BRANO DI RIFERIMENTO:
- - -

|
Una lingua chiacchierata
Una storia della lingua deve quindi per prima
cosa vedere come il latino si è trasformato nell’italiano,
in altri termini riassumere, sia pure a grandi linee, che cosa è
accaduto prima del 960. A quella data fatidica, infatti, risale il Placito
Capuano, una formula di giuramento che non solo è il primo documento
in lingua italiana, ma attesta anche che chi la pronunciava era cosciente
di usare una lingua diversa dal latino. Il Placito Capuano è il
punto di arrivo di un processo molto lungo, ora più lento ora più
accelerato, la cui difficile ricostruzione si basa peraltro unicamente
su documenti scritti, mentre per quanto riguarda la lingua parlata possiamo
fare solo ipotesi. Molti dei fenomeni che distinguono il latino dall’italiano,
infatti, cominciano a manifestarsi in Italia già nel corso dei
primi 500 anni dell’era volgare, anche se diventano sempre più
frequenti via via che si avvicina la fine dell’impero romano d’Occidente.
Basterà fare solo qualche esempio.
Tra gli aspetti fonologici, il più importante è la perdita
della quantità, che comporta un mutamento nel sistema delle vocali
(conservatosi poi correttamente nel toscano) in virtù del quale
e lunga e i breve diventano é (tela
e fidem > it. tela e fede); mentre o
lunga e u breve diventano ó (vocem e
gula > it. voce e gola). Un altro fenomeno
è la palatalizzazione dei suoni ce, ci, ge,
gi che nel latino classico si pronunciavano ke, ki,
ghe, ghi.

- - -

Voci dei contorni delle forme
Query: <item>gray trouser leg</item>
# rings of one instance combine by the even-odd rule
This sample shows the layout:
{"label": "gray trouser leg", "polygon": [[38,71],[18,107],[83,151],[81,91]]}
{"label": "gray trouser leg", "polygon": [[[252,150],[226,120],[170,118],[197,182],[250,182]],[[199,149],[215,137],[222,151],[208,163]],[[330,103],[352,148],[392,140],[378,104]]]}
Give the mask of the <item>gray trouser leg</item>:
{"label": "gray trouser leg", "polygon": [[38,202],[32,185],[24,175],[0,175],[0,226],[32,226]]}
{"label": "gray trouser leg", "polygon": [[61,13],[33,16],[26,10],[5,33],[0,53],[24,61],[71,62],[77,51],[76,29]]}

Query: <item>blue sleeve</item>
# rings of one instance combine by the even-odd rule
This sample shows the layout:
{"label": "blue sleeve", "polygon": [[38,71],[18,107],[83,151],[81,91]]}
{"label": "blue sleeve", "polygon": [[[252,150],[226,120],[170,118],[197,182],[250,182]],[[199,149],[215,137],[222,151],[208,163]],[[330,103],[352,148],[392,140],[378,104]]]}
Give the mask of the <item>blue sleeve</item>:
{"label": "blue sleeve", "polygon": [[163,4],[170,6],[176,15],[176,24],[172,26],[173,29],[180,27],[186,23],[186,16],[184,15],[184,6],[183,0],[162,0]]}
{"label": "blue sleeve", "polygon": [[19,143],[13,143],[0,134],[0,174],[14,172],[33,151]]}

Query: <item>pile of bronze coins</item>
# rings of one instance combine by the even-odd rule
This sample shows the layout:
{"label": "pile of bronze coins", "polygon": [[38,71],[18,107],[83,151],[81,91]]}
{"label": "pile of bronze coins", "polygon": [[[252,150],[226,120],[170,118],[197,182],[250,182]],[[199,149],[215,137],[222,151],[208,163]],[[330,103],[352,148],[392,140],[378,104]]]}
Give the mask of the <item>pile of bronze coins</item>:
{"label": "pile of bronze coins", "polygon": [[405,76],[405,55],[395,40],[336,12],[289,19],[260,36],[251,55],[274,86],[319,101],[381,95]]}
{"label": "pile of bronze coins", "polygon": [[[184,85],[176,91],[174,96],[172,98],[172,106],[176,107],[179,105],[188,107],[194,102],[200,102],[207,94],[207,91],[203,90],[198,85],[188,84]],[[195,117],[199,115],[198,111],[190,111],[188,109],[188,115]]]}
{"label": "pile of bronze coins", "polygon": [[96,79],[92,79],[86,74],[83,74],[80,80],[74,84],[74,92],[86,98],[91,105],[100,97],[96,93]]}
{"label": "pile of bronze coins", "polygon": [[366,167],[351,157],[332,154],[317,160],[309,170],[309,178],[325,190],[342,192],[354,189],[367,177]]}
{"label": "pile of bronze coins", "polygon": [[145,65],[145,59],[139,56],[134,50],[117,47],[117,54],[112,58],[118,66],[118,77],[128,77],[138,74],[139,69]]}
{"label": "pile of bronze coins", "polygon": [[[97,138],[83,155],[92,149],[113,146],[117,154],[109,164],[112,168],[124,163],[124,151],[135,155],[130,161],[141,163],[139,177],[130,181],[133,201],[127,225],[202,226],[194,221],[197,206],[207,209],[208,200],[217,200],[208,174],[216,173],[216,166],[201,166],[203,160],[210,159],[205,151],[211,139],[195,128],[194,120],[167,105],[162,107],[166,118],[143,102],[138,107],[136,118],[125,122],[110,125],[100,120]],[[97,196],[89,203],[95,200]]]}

- - -

CONSEGNA 1: Nel brano sulla storia della lingua italiana, a quale anno risale il Placito Capuano?
CONSEGNA 2: Fornisci il seguito del brano sul passaggio dal latino all'italiano, riprendendo subito dopo l'ultima frase.

RISPOSTA ATTESA 1: Al 960.

RISPOSTA ATTESA 2:
Per gli aspetti morfologico-sintattici, invece, possiamo ricordare: la
progressiva sparizione del neutro; la trasformazione del pronome dimostrativo
ille nell’articolo determinativo il; la sparizione
del passivo (ad esempio, amatur è sostituito da amatus
est, it. è amato); la diffusione di un futuro perifrastico
(da amabo si passa ad amare habeo, che dà origine
all’italiano amerò attraverso la forma intermedia
amare ao); l’affermarsi, al posto della dichiarativa del
tipo dico te bonum esse, della forma dico quia bonus es
(> it. dico che sei buono). Ce n’è abbastanza
per dimostrare la parentela stretta dell’italiano con il latino
parlato.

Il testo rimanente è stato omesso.